* begin *
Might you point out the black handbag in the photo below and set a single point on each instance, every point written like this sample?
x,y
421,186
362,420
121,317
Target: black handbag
* end *
* begin *
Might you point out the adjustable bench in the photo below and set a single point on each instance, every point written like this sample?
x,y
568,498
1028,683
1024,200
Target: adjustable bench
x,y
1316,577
* end *
* begin *
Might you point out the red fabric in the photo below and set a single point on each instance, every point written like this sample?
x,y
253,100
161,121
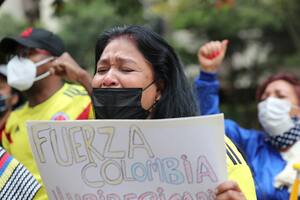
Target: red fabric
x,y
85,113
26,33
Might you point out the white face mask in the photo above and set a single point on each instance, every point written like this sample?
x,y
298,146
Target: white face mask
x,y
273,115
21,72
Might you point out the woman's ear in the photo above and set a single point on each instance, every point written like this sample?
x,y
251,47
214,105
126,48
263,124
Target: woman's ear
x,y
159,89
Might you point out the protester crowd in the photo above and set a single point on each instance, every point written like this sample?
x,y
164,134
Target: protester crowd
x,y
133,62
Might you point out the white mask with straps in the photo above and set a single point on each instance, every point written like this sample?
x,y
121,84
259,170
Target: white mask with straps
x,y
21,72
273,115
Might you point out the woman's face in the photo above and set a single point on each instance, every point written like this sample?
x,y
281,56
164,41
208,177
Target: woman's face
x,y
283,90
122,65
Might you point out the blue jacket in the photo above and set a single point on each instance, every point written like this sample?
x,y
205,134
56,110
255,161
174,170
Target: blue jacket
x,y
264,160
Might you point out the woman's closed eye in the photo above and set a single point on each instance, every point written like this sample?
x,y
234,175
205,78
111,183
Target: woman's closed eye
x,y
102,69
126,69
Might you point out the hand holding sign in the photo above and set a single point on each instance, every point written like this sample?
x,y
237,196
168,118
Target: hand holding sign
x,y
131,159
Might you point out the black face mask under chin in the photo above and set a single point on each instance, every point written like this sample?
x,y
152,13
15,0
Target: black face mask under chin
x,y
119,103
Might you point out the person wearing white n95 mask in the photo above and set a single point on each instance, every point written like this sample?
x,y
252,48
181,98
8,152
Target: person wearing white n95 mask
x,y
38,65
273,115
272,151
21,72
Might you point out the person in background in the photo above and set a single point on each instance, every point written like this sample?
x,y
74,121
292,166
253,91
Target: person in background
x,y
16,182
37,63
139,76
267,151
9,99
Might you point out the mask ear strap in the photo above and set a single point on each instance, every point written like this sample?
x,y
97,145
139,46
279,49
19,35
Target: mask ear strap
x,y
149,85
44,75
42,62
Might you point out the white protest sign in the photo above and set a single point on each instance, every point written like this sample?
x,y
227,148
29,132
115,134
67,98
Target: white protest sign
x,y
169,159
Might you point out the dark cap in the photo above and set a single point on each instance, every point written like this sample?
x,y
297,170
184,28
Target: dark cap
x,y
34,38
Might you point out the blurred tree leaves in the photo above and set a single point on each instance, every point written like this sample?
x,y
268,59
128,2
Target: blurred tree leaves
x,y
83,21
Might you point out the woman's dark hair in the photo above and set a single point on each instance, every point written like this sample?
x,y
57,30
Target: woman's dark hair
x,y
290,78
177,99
* end *
Brief:
Report every line in the items above that contains the word "adjustable", copying each such line in full. Case counts.

Task answer:
Might you point out the adjustable bench in the photo below and set a single point on each instance, every point written like this sample?
Target: adjustable bench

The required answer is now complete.